* START *

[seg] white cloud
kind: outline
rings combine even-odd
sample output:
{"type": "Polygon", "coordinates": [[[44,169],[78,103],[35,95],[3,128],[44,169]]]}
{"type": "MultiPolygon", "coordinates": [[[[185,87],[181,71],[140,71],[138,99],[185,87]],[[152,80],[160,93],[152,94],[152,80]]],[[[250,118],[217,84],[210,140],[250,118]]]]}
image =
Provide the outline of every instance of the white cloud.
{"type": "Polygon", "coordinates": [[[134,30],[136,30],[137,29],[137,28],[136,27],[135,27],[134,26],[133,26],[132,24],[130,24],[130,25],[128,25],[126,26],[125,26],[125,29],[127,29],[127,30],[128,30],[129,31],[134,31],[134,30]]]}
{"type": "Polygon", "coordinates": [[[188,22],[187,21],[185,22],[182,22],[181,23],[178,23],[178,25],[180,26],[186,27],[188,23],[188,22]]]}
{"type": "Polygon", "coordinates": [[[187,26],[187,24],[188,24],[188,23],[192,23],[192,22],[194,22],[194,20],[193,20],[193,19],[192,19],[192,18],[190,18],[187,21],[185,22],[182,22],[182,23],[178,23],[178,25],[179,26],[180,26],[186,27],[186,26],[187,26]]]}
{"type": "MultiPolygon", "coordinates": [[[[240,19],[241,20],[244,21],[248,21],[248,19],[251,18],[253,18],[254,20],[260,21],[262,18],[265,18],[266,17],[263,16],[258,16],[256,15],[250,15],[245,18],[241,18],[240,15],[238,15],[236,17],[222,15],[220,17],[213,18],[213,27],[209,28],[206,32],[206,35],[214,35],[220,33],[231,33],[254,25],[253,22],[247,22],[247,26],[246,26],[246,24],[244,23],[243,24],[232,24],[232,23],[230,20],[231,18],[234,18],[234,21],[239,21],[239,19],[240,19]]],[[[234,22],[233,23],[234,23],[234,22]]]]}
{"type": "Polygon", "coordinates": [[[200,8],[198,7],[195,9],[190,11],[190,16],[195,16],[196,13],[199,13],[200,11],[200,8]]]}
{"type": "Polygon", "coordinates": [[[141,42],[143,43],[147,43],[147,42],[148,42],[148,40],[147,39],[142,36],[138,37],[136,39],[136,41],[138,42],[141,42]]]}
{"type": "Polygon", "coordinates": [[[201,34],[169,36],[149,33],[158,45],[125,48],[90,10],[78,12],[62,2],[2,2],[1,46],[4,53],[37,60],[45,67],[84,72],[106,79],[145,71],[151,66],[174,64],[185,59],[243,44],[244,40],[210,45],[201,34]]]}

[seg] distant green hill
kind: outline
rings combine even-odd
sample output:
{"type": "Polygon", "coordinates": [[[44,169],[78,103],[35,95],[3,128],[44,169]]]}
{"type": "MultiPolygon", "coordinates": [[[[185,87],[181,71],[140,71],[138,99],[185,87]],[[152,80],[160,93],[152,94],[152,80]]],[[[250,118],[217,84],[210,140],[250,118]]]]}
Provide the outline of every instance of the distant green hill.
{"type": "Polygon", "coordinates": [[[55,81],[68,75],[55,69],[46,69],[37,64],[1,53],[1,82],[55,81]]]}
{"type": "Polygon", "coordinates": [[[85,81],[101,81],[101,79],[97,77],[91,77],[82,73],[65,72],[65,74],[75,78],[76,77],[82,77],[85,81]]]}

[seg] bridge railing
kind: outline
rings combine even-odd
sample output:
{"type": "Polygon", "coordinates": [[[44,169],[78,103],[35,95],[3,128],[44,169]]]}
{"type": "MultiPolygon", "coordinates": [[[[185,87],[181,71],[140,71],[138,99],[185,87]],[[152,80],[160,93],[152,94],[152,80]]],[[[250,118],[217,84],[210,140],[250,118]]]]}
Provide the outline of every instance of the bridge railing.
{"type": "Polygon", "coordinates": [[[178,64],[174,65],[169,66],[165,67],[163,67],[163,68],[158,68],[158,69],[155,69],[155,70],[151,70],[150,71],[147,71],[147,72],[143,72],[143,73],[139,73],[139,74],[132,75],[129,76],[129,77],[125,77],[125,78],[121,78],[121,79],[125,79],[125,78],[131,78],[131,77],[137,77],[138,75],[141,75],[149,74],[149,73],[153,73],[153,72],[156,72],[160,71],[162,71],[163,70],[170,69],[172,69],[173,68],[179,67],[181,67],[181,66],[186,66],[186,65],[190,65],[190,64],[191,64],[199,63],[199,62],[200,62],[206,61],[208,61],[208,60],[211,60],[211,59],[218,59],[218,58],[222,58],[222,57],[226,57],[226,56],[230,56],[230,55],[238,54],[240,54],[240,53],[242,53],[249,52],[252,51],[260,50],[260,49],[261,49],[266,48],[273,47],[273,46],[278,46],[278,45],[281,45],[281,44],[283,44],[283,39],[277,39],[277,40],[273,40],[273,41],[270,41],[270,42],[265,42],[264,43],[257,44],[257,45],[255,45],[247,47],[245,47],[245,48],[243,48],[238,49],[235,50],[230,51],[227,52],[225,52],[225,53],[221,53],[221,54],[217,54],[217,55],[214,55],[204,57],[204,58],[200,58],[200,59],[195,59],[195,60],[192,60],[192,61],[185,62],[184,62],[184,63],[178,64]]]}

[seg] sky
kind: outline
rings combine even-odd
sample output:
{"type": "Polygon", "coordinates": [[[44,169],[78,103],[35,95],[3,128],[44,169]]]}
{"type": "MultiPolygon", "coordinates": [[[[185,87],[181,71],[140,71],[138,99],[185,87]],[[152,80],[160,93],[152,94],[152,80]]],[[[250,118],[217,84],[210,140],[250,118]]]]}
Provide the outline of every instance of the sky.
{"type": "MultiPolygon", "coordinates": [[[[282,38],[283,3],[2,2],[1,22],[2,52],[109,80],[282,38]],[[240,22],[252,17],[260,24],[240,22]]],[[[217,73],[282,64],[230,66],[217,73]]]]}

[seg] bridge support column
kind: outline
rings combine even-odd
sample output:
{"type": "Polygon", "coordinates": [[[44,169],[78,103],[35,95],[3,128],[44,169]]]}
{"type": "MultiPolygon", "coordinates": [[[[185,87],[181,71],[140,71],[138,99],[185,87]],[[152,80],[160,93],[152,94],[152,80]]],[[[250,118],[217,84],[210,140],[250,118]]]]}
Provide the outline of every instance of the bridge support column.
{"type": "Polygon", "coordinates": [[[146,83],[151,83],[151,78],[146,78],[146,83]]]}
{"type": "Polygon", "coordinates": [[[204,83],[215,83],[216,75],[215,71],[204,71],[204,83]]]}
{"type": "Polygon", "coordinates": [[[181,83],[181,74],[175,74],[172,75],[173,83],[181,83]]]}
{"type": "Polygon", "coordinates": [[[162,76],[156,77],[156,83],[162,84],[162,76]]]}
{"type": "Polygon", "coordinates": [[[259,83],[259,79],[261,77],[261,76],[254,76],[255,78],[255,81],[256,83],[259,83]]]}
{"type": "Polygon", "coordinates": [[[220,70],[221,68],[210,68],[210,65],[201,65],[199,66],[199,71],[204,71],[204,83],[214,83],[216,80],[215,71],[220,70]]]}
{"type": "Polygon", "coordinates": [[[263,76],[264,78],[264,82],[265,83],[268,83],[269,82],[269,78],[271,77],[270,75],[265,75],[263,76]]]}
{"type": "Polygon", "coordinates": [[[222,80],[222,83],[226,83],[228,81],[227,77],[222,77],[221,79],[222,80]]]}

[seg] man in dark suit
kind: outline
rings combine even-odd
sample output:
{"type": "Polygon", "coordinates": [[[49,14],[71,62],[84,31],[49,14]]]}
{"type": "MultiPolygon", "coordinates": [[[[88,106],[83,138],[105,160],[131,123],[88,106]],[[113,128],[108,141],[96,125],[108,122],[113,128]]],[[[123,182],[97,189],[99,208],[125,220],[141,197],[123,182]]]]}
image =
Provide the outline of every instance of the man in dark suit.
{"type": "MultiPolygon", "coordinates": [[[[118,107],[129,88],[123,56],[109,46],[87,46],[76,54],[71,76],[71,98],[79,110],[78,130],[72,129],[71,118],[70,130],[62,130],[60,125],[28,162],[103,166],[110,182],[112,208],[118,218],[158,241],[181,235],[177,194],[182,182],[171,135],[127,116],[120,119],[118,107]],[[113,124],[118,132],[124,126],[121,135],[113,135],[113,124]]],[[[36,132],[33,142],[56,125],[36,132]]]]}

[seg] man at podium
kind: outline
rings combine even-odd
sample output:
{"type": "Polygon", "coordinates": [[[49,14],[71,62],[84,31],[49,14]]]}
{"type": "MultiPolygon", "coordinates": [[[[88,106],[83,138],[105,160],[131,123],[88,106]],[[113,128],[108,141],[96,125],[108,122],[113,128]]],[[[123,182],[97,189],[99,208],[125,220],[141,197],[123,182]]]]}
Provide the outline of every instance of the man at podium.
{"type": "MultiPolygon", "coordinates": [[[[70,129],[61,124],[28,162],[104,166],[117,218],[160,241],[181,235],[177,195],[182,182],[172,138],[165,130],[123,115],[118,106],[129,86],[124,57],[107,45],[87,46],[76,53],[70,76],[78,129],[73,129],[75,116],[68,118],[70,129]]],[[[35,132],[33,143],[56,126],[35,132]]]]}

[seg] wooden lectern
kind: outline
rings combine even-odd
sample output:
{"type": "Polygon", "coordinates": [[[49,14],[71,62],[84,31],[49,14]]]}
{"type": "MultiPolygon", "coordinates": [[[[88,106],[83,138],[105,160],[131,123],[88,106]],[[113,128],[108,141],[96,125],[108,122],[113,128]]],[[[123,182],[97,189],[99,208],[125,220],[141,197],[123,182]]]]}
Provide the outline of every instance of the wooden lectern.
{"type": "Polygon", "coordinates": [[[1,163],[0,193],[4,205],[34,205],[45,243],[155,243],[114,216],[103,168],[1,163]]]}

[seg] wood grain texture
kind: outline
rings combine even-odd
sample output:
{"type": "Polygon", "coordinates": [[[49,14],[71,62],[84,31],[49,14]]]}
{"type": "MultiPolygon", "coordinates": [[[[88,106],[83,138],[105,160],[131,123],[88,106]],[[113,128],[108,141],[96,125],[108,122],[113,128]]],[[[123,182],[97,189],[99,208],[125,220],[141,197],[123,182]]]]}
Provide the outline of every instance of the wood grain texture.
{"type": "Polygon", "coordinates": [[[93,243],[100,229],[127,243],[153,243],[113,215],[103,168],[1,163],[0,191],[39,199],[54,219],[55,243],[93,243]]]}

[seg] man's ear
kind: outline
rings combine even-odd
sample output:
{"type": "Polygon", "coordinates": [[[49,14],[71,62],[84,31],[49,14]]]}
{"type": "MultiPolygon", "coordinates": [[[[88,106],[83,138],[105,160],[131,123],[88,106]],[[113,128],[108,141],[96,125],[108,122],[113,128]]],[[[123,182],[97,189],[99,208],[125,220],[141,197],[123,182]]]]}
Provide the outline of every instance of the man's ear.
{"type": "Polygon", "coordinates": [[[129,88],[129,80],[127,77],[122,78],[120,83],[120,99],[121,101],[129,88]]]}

* END *

## Instructions for the task
Put each line of the records above, from the line with "[seg] wooden lectern" through the line with "Provide the outline of every instance of the wooden", into its own row of a Markdown table with columns Row and Line. Number the rows and leave out any blank lines.

## Correct response
| Row | Line |
|---|---|
| 1 | [seg] wooden lectern |
| 2 | kind: outline |
| 3 | rings combine even-odd |
| 4 | sample output: |
| 5 | {"type": "Polygon", "coordinates": [[[49,14],[71,62],[84,31],[49,14]]]} |
| 6 | {"type": "MultiPolygon", "coordinates": [[[[88,106],[83,138],[105,160],[131,123],[88,106]],[[113,128],[108,141],[96,125],[108,122],[113,128]]],[[[123,182],[97,189],[99,208],[125,220],[141,197],[123,182]]]]} |
| 7 | Provide the outline of every instance of the wooden lectern. |